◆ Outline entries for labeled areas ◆
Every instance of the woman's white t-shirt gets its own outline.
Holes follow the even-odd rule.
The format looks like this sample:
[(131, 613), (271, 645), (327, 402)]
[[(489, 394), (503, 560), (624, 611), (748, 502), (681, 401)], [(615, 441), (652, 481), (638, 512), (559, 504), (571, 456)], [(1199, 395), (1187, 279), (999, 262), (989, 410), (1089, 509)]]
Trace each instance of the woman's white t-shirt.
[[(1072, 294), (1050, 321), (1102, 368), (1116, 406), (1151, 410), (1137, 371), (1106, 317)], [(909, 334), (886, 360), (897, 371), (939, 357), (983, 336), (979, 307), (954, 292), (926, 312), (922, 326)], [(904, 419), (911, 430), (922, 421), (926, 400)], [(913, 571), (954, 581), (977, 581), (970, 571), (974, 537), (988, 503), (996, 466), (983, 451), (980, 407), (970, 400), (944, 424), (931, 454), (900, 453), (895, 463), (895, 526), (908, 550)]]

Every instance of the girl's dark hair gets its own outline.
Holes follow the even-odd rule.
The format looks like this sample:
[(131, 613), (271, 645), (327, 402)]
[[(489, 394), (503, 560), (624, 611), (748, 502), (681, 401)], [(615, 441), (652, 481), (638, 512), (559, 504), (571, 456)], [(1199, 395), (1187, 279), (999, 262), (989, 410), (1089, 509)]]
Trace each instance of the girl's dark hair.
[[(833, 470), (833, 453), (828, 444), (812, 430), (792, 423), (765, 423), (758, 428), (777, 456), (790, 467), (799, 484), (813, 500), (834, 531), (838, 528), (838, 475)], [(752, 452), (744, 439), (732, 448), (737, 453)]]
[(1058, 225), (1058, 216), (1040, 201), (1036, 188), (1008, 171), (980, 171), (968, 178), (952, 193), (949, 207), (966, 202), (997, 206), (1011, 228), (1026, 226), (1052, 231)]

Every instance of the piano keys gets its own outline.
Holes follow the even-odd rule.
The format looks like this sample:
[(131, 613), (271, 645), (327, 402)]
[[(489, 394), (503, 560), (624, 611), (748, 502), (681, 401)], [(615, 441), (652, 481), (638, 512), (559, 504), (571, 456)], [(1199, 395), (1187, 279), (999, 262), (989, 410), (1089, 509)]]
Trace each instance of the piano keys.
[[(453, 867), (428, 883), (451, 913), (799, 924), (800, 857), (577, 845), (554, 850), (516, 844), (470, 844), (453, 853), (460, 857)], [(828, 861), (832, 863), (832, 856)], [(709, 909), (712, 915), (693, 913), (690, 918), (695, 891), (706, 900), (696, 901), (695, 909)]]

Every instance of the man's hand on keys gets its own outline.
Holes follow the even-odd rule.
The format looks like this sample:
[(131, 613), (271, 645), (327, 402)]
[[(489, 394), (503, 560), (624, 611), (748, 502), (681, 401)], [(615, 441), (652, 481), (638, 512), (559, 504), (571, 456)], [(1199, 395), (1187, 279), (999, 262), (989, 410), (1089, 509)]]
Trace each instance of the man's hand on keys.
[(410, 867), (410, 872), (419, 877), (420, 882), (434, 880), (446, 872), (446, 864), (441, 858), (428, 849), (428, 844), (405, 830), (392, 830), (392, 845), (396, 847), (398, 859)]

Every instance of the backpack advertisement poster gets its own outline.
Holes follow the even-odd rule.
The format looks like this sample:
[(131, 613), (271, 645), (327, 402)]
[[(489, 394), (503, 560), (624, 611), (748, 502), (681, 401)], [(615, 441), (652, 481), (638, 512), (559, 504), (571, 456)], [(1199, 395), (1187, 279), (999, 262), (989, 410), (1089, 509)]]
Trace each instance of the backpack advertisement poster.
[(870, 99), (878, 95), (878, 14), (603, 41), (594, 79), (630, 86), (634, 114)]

◆ TASK DIRECTIONS ◆
Quote all of the records above word for word.

◆ RESULT OF THE EXERCISE ◆
Every instance of the woman's white t-shirt gets its own outline.
Holes follow the even-odd rule.
The format looks like this sample:
[(131, 613), (271, 645), (327, 402)]
[[(489, 394), (503, 560), (624, 611), (748, 502), (681, 401)], [(615, 441), (652, 481), (638, 512), (559, 504), (571, 456)], [(1199, 395), (1187, 279), (999, 262), (989, 410), (1089, 509)]]
Trace each instance of the woman's white t-shirt.
[[(1072, 294), (1050, 321), (1102, 368), (1116, 406), (1151, 410), (1137, 371), (1106, 317)], [(909, 334), (886, 360), (897, 371), (939, 357), (983, 336), (979, 307), (954, 292), (926, 312), (922, 326)], [(904, 419), (911, 430), (922, 421), (926, 400)], [(913, 571), (954, 581), (977, 581), (970, 571), (974, 537), (988, 503), (996, 466), (983, 451), (980, 407), (970, 400), (944, 424), (931, 454), (900, 453), (895, 463), (895, 526), (908, 550)]]

Every instance of the girl's dark hair gets its own outline.
Holes follow the even-odd rule.
The format looks like this sample:
[(131, 613), (271, 645), (327, 402)]
[[(489, 394), (503, 560), (624, 611), (748, 502), (681, 401)], [(615, 441), (652, 481), (638, 512), (559, 504), (571, 456)], [(1199, 395), (1187, 279), (999, 262), (989, 410), (1089, 509)]]
Trace each instance of the girl's dark hair.
[[(833, 470), (833, 453), (828, 444), (812, 430), (792, 423), (765, 423), (758, 428), (777, 456), (790, 467), (799, 484), (813, 500), (834, 531), (838, 528), (838, 475)], [(752, 452), (744, 439), (732, 448), (737, 453)]]
[(1058, 225), (1058, 216), (1040, 201), (1036, 188), (1008, 171), (980, 171), (968, 178), (952, 193), (949, 207), (966, 202), (997, 206), (1011, 228), (1026, 226), (1052, 231)]

Every instance of the piano keys gets its own outline.
Holes follow the even-odd rule.
The format looks like this sample:
[(131, 613), (271, 645), (327, 402)]
[[(489, 394), (503, 560), (624, 611), (748, 502), (681, 401)], [(615, 441), (652, 481), (638, 512), (559, 504), (571, 456)], [(1199, 395), (1187, 279), (999, 262), (989, 410), (1089, 509)]]
Trace each instance of the piano keys.
[[(453, 867), (428, 883), (451, 913), (799, 924), (800, 857), (577, 845), (554, 850), (516, 844), (470, 844), (453, 853), (460, 857)], [(828, 861), (832, 863), (832, 856)], [(709, 909), (712, 915), (693, 913), (690, 918), (695, 891), (706, 900), (696, 901), (695, 909)]]

Every instance of the man's hand on keys gets its own outline.
Holes follow the even-odd rule.
The format looks like this sample:
[(131, 613), (271, 645), (327, 402)]
[[(489, 394), (503, 560), (624, 611), (748, 502), (681, 401)], [(615, 441), (652, 481), (638, 512), (559, 504), (571, 456)], [(1199, 395), (1187, 279), (999, 262), (989, 410), (1089, 509)]]
Trace each instance of the man's hand on keys.
[(410, 867), (410, 872), (419, 877), (420, 882), (434, 880), (446, 872), (446, 864), (441, 858), (428, 849), (428, 844), (405, 830), (392, 830), (392, 845), (396, 847), (398, 859)]

Every instance of the backpack advertisement poster gets its own outline.
Holes follow the even-odd rule.
The format looks like this sample:
[(131, 613), (271, 645), (327, 402)]
[[(489, 394), (503, 560), (624, 611), (748, 502), (681, 401)], [(615, 441), (652, 481), (638, 512), (559, 504), (571, 456)], [(1199, 395), (1187, 279), (999, 262), (989, 410), (1089, 509)]]
Trace each instance of the backpack advertisement poster.
[(870, 99), (878, 95), (878, 14), (603, 41), (594, 79), (630, 86), (634, 114)]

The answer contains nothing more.